## ИСХОДНЫЙ ФРАГМЕНТ:
Шрифт:
Интервал:
Закладка:
— Дядь, ну дядя! У меня тут братан сидит. Позовите его, а?!
— А ну, брысь!
Внимание охранника переключалось на мальчишек. А в это время за колючую проволоку старшие пацаны бросали нож. Обратно летел кусок хлеба. Надо сказать, что «зэки» не обманывали, и хлеб всегда отдавали.
Была ещё одна мода: мы доставали у матерей из швейных подушечек две иголки, обматывали их ниткой, обмакивали в тушь и выкалывали между большим и указательным пальцем синие якоря. Мы были ещё не того возраста, чтобы понимать, что к чему.
17
В моих воспоминаниях охвачено 3–4 года, начиная с 1949‑го. В общем–то, они похожи, и некоторые детали, относящиеся, например, к 1952‑му году, а не к 1950, ничего не меняют в сути. И я уже где–то выше говорил, что пацаны, как могли, помогали своим родителям. В том числе косили траву, заготовляли сено (многие держали в сараях рядом с бараками кур, коз и даже коров, пока не запретили). В общем, белоручками мы не росли. Когда я приносил папе в котлован еду, например, мурцовку — то же, что и окрошка, только без мяса, а вместо кваса — кипячёная вода на постном масле, то брал у отца топор и, отставив по–плотницки ногу, обтёсывал слегу так, что плотники меня хвалили.
А когда папа застудился и перешёл работать в конный парк, я быстро вспомнил, как запрягать лошадь.
18
Ну как это так: жить на стройке и не научиться приспосабливать окружающее к своим забавам? Нет, без этого было не обойтись.
— Ну–ка покажи, покажи свою башку! — кричала однажды на Шурку мать. — Показывай–показывай! Что за кровь у тебя на голове? Да у тебя голова–то пробита! Где был? Что делал?
— Да мы это… Меня из трубы камнями!
— Из какой трубы? Какими камнями?
Пришлось Шурке сознаваться, что одним из наших любимых занятий летом было катание на струе земснаряда. По толстым трубам подавалась со дна Волги на намывку грунта под большим напором пульпа — смесь песка и воды, в которую попадала и галька. Мы подходили по верху трубы к её концу, из которого с грохотом вылетала пульпа, подпрыгивали и садились верхом на этот мутный поток. Несколько мгновений мощная струя несла нас на себе горизонтально, а потом увлекала вниз. Так мы и зарабатывали себе на голове кровавые шишки, а, случалось, и пробоины, как у Шурки. Он еще не сказал, что в тот раз нас поймал багермейстер с земснаряда и всем накостылял!
И ещё одну технику мы приспособили к своим нуждам. На бетонном заводе работали транспортёры, подававшие песок в бетономешалку. Периодически какие–то подшипники в роликах, по которым катилась прорезиненная лента, изнашивались. И слесари их заменяли годными, а старые снимали для ремонта. Мы научились выбивать из этих роликов подшипники и делать самокаты. Настилали в длину много широких досок (такого добра на «ГорьковГЭСстрое» хватало!) и с шумом гоняли по ним на самокатах, как сейчас катаются по асфальту.
А ещё катались на плотах по коллектору, который и сейчас протекает вдоль Заволжья. В ту пору он был совершенно чист, в нём даже водилась рыба (да ведь и из Волги мы тогда пили воду сквозь подол собственной майки!)

## ПЕРЕЧЕНЬ СТРОК:
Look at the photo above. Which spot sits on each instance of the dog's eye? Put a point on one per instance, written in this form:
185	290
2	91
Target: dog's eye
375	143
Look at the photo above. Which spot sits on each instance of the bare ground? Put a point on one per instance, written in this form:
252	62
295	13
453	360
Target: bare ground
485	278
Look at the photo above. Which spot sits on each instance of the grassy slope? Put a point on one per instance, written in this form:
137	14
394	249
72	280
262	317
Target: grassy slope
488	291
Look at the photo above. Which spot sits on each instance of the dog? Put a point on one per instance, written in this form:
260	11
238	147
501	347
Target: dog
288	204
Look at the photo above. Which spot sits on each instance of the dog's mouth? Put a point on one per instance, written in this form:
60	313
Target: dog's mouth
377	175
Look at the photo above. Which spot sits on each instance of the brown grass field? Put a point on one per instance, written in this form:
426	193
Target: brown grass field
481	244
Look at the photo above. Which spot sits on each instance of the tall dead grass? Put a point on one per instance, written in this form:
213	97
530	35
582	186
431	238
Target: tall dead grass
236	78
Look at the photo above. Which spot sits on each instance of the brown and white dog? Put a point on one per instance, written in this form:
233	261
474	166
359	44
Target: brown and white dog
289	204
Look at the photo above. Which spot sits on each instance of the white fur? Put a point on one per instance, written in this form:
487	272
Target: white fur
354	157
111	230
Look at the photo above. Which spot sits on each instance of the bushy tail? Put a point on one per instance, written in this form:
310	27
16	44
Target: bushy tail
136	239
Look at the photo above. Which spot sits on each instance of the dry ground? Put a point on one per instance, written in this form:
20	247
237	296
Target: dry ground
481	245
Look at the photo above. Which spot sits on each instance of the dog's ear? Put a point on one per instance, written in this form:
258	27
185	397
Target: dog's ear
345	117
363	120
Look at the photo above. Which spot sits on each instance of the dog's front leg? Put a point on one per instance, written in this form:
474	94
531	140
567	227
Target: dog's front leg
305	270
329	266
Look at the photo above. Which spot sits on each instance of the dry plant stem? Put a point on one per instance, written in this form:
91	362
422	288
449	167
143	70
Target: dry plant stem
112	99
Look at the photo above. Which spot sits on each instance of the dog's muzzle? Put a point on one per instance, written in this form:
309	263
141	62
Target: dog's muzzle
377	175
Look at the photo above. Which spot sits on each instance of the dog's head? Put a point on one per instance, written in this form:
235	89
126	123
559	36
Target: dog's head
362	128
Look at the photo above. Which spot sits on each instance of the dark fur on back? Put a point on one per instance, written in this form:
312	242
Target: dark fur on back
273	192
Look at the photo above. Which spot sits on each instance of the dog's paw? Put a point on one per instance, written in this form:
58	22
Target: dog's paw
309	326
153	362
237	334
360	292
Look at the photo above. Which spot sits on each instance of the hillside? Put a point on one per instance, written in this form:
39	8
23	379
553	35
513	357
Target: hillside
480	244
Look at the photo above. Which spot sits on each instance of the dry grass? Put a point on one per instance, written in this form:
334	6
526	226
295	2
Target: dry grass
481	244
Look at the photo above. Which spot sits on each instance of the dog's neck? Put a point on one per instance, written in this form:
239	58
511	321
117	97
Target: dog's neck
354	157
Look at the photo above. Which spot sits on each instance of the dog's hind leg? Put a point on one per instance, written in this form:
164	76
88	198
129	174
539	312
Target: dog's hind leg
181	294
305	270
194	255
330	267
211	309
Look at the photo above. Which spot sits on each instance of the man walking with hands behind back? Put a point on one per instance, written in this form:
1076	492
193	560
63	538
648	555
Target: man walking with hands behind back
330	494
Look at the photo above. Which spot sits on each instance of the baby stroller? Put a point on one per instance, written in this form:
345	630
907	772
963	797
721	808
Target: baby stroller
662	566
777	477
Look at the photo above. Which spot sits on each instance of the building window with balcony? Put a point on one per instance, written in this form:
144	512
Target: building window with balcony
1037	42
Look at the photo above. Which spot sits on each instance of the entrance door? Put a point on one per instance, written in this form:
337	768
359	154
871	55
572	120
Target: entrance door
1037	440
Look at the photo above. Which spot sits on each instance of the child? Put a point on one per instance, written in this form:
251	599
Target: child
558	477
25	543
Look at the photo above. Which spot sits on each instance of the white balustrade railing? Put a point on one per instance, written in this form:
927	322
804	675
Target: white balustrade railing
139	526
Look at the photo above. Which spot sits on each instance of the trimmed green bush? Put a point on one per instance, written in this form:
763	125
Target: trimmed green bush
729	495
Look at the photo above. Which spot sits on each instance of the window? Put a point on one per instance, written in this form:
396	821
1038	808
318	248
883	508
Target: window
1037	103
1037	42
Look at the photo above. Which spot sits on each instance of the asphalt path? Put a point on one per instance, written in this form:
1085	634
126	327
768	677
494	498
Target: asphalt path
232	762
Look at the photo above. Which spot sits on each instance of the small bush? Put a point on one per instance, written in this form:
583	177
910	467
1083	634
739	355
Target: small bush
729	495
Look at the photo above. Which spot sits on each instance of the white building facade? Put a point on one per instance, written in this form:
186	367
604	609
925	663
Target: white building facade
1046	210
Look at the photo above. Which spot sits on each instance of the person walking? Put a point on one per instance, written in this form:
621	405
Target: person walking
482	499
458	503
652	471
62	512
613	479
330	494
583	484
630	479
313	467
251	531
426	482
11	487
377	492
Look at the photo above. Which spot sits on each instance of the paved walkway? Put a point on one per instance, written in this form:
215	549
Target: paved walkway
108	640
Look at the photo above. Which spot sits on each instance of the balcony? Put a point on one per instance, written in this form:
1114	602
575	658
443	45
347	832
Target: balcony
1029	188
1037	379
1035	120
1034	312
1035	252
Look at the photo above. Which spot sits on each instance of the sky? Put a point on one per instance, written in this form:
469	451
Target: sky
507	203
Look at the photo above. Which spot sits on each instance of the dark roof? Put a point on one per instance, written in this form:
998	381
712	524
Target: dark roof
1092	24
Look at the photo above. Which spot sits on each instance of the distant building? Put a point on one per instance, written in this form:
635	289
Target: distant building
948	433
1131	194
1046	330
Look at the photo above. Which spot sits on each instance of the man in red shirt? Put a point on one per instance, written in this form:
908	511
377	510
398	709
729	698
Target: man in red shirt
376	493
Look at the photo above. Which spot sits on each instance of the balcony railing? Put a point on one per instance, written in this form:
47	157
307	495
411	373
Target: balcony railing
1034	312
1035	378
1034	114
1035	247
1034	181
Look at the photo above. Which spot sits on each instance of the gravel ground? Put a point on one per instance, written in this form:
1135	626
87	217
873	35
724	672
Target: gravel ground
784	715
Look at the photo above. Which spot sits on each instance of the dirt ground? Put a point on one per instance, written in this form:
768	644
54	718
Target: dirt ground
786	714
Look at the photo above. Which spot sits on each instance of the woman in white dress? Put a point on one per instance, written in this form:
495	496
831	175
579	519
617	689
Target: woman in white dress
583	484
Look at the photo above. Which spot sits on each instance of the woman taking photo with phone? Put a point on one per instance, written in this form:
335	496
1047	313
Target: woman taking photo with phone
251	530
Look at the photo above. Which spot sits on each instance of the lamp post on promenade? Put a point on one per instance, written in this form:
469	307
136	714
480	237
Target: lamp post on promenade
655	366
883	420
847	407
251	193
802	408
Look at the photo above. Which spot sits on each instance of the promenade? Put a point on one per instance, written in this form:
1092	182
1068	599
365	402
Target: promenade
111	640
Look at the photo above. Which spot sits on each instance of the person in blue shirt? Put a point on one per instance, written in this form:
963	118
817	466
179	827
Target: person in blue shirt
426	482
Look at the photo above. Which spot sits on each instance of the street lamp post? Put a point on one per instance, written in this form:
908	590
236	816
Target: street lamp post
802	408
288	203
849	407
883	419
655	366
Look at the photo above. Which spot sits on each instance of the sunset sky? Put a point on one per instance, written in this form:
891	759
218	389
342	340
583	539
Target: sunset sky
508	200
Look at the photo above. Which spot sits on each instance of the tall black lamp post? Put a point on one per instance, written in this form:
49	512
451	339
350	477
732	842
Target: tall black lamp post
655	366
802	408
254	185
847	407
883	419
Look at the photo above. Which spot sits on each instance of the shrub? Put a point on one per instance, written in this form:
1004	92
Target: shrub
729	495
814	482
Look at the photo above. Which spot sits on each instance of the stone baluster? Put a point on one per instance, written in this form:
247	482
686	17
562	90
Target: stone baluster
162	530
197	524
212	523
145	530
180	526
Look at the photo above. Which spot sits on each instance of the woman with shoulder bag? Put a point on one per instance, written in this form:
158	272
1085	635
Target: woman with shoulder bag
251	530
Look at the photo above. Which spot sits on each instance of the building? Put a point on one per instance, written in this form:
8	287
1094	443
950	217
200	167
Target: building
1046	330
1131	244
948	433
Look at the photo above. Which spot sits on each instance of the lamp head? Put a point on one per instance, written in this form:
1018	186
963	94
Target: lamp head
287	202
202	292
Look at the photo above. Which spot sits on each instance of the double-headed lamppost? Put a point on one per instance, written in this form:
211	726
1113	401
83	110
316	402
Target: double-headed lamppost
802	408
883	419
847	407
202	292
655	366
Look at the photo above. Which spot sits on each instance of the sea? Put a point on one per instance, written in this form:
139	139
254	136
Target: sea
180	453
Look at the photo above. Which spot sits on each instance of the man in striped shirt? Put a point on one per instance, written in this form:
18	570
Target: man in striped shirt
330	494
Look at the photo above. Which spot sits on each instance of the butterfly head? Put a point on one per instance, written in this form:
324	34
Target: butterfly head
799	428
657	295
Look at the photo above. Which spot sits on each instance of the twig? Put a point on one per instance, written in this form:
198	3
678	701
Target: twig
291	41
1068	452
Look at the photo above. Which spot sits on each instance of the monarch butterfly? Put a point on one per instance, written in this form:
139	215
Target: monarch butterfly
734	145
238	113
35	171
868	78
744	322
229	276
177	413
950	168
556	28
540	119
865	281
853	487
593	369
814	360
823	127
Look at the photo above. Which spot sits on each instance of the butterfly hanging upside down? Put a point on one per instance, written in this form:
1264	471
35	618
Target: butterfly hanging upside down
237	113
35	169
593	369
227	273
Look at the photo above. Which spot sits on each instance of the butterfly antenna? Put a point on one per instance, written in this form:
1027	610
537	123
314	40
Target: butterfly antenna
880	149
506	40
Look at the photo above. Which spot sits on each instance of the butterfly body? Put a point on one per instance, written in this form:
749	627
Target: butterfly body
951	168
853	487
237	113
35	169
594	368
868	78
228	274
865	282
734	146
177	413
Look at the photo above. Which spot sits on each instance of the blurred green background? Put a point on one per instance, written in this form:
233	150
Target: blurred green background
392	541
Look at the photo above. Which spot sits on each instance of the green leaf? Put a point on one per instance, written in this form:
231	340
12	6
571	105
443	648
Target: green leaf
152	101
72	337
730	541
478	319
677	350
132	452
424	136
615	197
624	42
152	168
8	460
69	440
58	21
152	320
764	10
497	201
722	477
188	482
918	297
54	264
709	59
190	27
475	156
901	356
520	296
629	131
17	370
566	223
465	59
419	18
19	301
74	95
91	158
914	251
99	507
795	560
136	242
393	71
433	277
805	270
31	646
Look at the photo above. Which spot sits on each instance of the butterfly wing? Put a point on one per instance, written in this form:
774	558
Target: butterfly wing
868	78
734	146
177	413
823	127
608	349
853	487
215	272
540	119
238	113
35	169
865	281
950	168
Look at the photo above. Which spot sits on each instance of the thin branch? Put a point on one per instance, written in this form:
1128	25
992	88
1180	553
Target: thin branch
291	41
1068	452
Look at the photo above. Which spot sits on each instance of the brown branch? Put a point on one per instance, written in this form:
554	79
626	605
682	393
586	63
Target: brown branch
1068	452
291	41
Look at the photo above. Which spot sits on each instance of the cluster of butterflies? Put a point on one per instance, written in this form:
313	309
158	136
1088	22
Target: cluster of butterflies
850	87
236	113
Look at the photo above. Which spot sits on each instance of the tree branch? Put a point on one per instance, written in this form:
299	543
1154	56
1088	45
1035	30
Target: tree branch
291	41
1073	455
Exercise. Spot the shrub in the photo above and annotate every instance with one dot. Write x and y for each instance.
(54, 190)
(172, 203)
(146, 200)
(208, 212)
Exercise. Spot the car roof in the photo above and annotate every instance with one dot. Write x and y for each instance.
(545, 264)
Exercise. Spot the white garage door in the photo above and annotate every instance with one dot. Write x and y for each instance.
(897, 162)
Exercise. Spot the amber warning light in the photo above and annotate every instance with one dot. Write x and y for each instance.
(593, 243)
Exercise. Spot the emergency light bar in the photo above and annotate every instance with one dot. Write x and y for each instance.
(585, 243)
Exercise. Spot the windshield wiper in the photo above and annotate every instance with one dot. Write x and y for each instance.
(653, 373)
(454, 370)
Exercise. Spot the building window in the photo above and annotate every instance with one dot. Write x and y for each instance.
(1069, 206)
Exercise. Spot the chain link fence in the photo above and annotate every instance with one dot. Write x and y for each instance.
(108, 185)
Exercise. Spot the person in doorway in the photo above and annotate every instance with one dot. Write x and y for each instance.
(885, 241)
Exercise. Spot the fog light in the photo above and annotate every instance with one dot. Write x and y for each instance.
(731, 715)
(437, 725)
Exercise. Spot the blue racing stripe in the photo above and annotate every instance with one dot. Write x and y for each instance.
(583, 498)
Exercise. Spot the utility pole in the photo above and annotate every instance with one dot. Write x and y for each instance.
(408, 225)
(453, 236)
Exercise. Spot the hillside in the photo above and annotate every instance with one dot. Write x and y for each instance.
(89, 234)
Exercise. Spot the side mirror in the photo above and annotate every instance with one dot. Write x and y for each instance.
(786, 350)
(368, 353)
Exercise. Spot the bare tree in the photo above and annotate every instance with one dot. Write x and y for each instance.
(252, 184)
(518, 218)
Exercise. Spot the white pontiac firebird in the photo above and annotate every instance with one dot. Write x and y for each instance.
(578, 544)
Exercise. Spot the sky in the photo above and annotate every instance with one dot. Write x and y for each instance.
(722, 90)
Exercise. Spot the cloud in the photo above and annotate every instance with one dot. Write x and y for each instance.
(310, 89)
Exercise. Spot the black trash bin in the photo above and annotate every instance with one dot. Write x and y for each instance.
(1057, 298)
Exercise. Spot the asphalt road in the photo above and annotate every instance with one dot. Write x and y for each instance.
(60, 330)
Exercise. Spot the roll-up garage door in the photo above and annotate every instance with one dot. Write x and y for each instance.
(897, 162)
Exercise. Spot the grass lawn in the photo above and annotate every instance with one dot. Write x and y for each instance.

## ЗАДАЧИ:
1. Верните из фрагмента воспоминаний отрывок между словами «Пришлось Шурке сознаваться, что» и «и всем накостылял!», включая их.
2. Ответьте по фрагменту воспоминаний:
(a) Куда перешёл работать папа, когда застудился?
(b) Что такое пульпа, подававшаяся по трубам земснаряда?
(c) Что мальчишки делали из подшипников, выбитых из роликов транспортёров?
Строки являются отдельным материалом.

## ОЖИДАЕМЫЕ ОТВЕТЫ:
1.
Пришлось Шурке сознаваться, что одним из наших любимых занятий летом было катание на струе земснаряда. По толстым трубам подавалась со дна Волги на намывку грунта под большим напором пульпа — смесь песка и воды, в которую попадала и галька. Мы подходили по верху трубы к её концу, из которого с грохотом вылетала пульпа, подпрыгивали и садились верхом на этот мутный поток. Несколько мгновений мощная струя несла нас на себе горизонтально, а потом увлекала вниз. Так мы и зарабатывали себе на голове кровавые шишки, а, случалось, и пробоины, как у Шурки. Он еще не сказал, что в тот раз нас поймал багермейстер с земснаряда и всем накостылял!

2.
(a) В конный парк.
(b) Смесь песка и воды, в которую попадала и галька.
(c) Самокаты.